*Task objective:*
The reply should hold only the lines below beginning at the one with "Q: Point out each instance of the brown" and ending at the one with "Q: Point out each instance of the tall", copied exactly, with every picture left out.

*Data under study:*
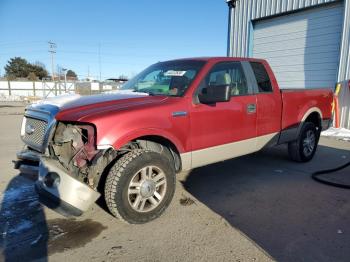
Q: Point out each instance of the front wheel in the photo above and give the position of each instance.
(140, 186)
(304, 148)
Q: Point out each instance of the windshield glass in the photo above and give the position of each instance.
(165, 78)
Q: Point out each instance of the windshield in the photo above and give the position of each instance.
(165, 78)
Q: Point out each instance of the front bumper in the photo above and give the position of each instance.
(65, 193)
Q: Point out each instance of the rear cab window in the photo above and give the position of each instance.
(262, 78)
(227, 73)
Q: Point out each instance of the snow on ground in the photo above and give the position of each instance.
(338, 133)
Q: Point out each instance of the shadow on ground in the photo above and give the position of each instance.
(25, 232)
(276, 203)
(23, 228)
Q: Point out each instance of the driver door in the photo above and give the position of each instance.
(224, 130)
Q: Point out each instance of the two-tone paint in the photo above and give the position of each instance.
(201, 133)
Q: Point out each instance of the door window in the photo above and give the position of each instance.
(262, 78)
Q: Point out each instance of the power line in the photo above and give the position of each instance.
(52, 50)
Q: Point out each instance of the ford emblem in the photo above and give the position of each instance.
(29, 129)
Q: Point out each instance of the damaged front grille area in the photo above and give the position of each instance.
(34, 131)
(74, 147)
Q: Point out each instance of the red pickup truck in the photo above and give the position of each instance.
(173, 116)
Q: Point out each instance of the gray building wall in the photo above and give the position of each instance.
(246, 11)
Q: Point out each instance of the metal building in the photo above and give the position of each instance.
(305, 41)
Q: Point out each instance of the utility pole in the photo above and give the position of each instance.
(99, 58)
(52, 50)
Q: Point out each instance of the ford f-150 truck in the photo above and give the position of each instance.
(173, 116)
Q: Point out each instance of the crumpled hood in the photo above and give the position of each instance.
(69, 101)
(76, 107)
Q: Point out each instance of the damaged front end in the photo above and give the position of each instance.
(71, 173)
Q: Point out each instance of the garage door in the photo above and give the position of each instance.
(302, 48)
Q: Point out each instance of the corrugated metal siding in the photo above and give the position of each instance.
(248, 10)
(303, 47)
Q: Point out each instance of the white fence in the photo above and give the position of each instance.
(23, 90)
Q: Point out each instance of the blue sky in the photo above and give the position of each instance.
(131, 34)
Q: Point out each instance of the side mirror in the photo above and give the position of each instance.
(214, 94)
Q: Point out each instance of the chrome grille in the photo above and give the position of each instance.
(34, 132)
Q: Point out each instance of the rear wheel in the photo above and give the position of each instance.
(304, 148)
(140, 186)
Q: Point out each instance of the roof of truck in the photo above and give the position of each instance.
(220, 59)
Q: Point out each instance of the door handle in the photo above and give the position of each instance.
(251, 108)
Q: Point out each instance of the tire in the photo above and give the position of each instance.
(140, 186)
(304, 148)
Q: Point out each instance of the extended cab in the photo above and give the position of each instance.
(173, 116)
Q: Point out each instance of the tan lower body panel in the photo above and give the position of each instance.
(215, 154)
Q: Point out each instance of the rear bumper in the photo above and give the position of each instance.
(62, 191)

* * *

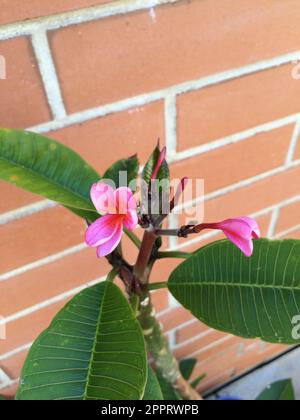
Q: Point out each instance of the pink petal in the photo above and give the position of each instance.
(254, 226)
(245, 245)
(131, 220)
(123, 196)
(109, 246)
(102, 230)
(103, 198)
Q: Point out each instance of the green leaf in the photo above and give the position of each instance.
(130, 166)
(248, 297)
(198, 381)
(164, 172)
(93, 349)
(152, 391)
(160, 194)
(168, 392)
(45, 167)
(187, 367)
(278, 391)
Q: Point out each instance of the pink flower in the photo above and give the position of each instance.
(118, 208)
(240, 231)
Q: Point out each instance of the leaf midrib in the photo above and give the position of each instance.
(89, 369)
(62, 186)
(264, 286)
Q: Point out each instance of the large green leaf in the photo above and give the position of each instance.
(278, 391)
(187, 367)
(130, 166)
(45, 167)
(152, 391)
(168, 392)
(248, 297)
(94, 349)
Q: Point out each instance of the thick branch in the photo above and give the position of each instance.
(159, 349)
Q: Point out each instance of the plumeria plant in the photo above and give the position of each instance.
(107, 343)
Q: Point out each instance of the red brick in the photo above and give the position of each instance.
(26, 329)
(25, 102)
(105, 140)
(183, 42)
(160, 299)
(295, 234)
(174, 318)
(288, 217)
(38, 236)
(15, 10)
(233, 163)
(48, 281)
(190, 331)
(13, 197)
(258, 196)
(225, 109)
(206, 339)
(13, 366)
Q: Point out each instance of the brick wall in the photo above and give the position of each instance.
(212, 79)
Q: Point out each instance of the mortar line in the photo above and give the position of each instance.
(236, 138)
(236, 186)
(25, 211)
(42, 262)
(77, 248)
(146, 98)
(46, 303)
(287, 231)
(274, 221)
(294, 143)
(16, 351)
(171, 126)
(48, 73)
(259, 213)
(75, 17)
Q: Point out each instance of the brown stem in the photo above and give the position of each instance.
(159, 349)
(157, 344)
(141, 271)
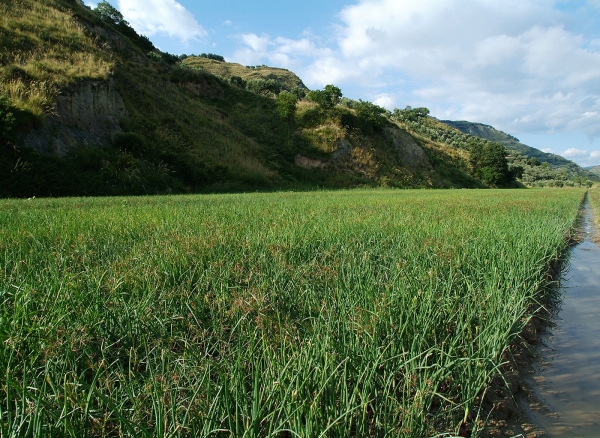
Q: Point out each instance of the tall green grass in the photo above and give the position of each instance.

*Answer area:*
Q: Point out each instance of the brown stem in the photo above and give the position of each instance.
(159, 349)
(157, 344)
(141, 271)
Q: Point out each instance of the tall green grass in the photo above and give the position of each instance.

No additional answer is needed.